Data excerpts —
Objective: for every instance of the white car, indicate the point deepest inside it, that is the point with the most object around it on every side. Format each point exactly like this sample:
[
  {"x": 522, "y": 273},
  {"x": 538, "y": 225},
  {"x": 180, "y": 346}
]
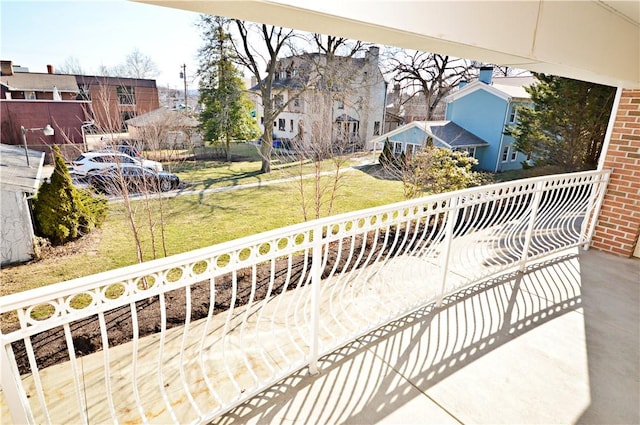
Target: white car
[{"x": 90, "y": 162}]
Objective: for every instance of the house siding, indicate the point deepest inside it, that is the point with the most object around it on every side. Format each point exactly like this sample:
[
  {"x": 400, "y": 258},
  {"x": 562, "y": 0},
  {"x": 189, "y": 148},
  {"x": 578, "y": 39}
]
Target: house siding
[
  {"x": 484, "y": 115},
  {"x": 16, "y": 244}
]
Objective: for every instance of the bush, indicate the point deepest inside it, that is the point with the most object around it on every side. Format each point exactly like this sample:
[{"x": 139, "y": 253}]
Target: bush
[
  {"x": 386, "y": 156},
  {"x": 438, "y": 170},
  {"x": 61, "y": 212}
]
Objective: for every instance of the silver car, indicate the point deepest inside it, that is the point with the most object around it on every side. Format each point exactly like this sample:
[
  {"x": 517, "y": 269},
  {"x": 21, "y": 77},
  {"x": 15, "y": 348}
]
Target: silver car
[{"x": 90, "y": 162}]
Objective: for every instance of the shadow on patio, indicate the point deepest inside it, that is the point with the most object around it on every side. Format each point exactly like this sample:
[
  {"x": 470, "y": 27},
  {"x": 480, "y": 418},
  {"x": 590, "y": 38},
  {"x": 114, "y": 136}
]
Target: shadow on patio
[{"x": 559, "y": 344}]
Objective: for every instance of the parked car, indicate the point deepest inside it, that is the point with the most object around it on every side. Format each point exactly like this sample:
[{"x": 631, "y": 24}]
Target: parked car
[
  {"x": 124, "y": 148},
  {"x": 90, "y": 162},
  {"x": 136, "y": 178}
]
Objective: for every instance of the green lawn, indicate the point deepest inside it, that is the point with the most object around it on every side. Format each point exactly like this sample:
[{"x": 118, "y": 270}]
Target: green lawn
[{"x": 196, "y": 221}]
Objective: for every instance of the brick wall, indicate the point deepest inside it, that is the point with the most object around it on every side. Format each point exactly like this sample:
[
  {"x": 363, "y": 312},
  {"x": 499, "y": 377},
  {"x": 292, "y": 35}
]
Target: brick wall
[{"x": 618, "y": 225}]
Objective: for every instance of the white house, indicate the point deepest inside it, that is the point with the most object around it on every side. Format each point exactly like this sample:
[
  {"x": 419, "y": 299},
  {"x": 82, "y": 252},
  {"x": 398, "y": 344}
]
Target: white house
[
  {"x": 20, "y": 179},
  {"x": 352, "y": 109}
]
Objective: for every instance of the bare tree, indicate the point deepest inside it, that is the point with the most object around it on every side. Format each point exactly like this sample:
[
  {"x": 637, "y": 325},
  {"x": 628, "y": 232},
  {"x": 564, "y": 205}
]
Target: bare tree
[
  {"x": 320, "y": 158},
  {"x": 274, "y": 40},
  {"x": 139, "y": 65},
  {"x": 135, "y": 65},
  {"x": 430, "y": 74},
  {"x": 72, "y": 66},
  {"x": 143, "y": 205}
]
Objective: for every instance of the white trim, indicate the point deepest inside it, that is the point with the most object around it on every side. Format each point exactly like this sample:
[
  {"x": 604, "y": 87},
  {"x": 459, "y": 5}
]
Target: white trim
[{"x": 607, "y": 135}]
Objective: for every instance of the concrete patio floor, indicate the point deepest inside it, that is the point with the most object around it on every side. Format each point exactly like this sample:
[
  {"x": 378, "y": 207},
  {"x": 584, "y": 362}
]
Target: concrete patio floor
[{"x": 559, "y": 344}]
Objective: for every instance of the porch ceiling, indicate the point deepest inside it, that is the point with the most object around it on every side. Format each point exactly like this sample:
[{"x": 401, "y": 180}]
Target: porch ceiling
[{"x": 590, "y": 40}]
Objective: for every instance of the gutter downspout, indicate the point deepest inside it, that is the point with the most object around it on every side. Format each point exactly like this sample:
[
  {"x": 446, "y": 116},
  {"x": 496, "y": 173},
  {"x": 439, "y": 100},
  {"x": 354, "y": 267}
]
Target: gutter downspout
[{"x": 504, "y": 123}]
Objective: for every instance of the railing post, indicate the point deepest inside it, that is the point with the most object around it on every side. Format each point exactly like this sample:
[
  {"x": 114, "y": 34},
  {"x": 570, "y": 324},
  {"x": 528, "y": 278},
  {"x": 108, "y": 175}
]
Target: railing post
[
  {"x": 537, "y": 195},
  {"x": 316, "y": 275},
  {"x": 16, "y": 401},
  {"x": 452, "y": 217},
  {"x": 593, "y": 209}
]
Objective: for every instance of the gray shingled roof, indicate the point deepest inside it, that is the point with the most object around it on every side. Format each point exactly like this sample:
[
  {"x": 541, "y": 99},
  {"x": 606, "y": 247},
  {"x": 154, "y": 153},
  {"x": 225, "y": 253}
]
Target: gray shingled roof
[
  {"x": 26, "y": 81},
  {"x": 454, "y": 135},
  {"x": 15, "y": 175},
  {"x": 163, "y": 116}
]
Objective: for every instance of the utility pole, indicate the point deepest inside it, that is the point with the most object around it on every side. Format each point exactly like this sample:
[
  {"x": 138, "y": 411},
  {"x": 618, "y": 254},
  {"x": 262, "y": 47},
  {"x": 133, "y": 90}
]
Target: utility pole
[{"x": 183, "y": 75}]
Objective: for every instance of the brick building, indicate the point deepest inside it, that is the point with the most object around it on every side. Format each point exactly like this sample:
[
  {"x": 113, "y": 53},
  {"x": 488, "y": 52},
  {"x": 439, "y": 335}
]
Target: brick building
[{"x": 68, "y": 103}]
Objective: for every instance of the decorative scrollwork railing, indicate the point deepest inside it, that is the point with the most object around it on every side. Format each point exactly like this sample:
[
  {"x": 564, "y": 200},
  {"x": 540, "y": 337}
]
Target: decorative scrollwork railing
[{"x": 232, "y": 319}]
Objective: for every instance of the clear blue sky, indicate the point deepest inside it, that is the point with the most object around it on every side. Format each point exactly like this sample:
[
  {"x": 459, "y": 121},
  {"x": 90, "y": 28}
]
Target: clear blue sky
[{"x": 99, "y": 32}]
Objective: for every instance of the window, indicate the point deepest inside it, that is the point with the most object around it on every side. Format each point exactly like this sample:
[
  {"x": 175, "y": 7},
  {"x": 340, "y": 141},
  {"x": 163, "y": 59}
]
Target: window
[
  {"x": 126, "y": 95},
  {"x": 513, "y": 114},
  {"x": 397, "y": 148},
  {"x": 505, "y": 153},
  {"x": 470, "y": 151},
  {"x": 278, "y": 101},
  {"x": 409, "y": 150}
]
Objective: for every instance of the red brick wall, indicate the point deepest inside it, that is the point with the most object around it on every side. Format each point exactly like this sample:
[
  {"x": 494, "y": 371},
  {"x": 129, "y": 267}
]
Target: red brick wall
[{"x": 618, "y": 225}]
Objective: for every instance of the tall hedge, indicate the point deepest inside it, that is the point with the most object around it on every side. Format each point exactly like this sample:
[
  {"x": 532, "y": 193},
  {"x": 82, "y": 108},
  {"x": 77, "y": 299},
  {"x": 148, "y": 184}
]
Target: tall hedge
[
  {"x": 63, "y": 213},
  {"x": 386, "y": 156}
]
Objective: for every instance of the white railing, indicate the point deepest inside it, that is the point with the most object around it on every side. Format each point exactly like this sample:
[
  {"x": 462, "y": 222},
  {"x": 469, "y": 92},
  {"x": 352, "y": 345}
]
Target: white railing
[{"x": 265, "y": 306}]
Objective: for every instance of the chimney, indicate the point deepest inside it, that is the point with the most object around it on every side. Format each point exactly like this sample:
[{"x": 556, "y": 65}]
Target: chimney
[
  {"x": 486, "y": 74},
  {"x": 6, "y": 68}
]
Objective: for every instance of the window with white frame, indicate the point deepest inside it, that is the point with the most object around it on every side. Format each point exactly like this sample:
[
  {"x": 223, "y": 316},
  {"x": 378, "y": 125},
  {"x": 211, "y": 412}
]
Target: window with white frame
[
  {"x": 126, "y": 95},
  {"x": 514, "y": 155},
  {"x": 278, "y": 101},
  {"x": 505, "y": 153},
  {"x": 397, "y": 148},
  {"x": 513, "y": 114},
  {"x": 471, "y": 151}
]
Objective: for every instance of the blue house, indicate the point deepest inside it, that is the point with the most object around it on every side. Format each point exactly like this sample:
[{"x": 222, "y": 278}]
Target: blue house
[{"x": 475, "y": 119}]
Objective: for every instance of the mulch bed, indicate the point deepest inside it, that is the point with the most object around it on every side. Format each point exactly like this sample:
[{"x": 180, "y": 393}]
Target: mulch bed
[{"x": 50, "y": 347}]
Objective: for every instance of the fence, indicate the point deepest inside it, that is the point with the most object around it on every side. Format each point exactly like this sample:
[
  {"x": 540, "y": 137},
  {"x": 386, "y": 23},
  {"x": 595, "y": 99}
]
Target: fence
[{"x": 188, "y": 337}]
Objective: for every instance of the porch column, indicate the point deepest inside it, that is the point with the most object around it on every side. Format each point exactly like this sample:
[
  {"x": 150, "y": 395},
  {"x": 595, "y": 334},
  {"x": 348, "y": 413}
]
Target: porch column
[{"x": 618, "y": 224}]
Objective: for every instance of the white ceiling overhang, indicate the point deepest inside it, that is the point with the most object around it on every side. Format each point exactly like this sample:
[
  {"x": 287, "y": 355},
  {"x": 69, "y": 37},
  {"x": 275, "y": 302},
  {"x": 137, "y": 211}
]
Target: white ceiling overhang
[{"x": 590, "y": 40}]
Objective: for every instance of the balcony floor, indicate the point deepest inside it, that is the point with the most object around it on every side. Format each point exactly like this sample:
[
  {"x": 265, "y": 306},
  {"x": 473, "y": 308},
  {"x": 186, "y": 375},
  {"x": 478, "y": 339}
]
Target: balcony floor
[{"x": 559, "y": 344}]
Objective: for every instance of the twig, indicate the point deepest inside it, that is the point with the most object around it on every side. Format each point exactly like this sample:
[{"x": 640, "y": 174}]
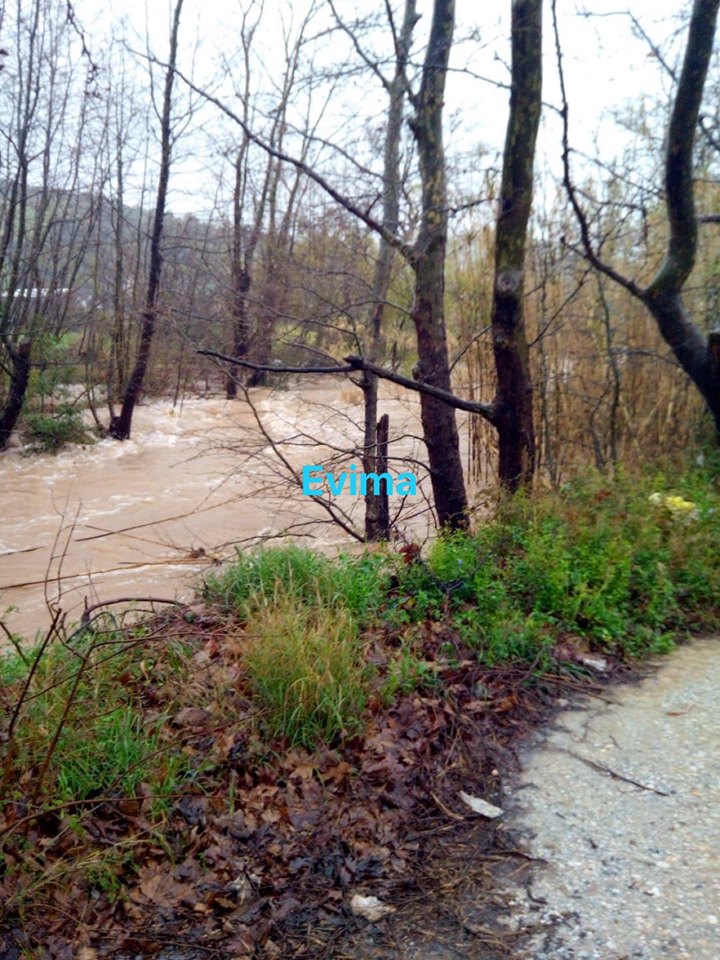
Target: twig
[{"x": 602, "y": 768}]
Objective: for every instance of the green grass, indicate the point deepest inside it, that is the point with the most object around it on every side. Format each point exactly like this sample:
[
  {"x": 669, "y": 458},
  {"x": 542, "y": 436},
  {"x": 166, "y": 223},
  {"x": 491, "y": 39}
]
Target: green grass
[
  {"x": 48, "y": 433},
  {"x": 306, "y": 668},
  {"x": 81, "y": 727},
  {"x": 598, "y": 560},
  {"x": 272, "y": 575}
]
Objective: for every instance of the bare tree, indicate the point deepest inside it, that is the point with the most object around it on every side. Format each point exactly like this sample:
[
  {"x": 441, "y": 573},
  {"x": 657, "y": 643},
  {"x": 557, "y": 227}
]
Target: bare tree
[
  {"x": 45, "y": 217},
  {"x": 513, "y": 405},
  {"x": 698, "y": 354},
  {"x": 121, "y": 424}
]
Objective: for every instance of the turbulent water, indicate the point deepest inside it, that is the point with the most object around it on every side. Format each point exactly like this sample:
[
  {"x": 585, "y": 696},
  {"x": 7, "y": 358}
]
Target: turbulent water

Required task — Each line from the one containing "Objective: for every instance of the porch column, indicate" through the last line of the listing is to be given again exactly, with no pictures and no other lines.

Correct response —
Objective: for every instance of the porch column, indicate the point deepest inside it, that is the point with the most object around it on every side. Format each point exactly like this sample:
[
  {"x": 150, "y": 395},
  {"x": 595, "y": 334},
  {"x": 348, "y": 413}
]
Target: porch column
[{"x": 618, "y": 224}]
Objective: for every instance of the white ceiling overhang, indicate the point deepest inside it, that is the point with the most object around it on every side. Format each point exactly like this sample:
[
  {"x": 287, "y": 355},
  {"x": 69, "y": 37},
  {"x": 275, "y": 302},
  {"x": 137, "y": 211}
]
Target: white ceiling overhang
[{"x": 590, "y": 40}]
Objective: for every instance of the balcony floor, indicate the point deepest inside it, that is the point with the most object around it on every side. Format each point exactly like this sample:
[
  {"x": 265, "y": 306},
  {"x": 473, "y": 308},
  {"x": 186, "y": 375},
  {"x": 478, "y": 339}
]
Target: balcony floor
[{"x": 559, "y": 344}]
Objective: for every instance of the twig, indicate the point deepest inside it, that is the point with the most object around it on every side. Format each point exactly like this sample:
[{"x": 640, "y": 174}]
Target: twig
[{"x": 602, "y": 768}]
Objective: for every instance of the green grass, indicate the point deepest inside it, that is the point with the most object around it on every side. Format each point exactly like this sample:
[
  {"x": 669, "y": 458},
  {"x": 542, "y": 436},
  {"x": 166, "y": 223},
  {"x": 491, "y": 39}
]
Target: green grass
[
  {"x": 48, "y": 433},
  {"x": 306, "y": 668},
  {"x": 81, "y": 727},
  {"x": 598, "y": 560},
  {"x": 272, "y": 575}
]
Objective: for every instance of the bare tree, indicate the point deepest inside it, that is the point with the most object around it on every side. Format each point exactly like this sample:
[
  {"x": 441, "y": 573},
  {"x": 657, "y": 643},
  {"x": 557, "y": 227}
]
Target: bare tree
[
  {"x": 45, "y": 217},
  {"x": 513, "y": 405},
  {"x": 698, "y": 354},
  {"x": 121, "y": 424}
]
Objective: for every instance of the turbulent water, indicate the point deepest inside it, that is the point with the most object around it on every side. Format each point exactly like this sample:
[
  {"x": 585, "y": 696},
  {"x": 7, "y": 358}
]
Target: turbulent water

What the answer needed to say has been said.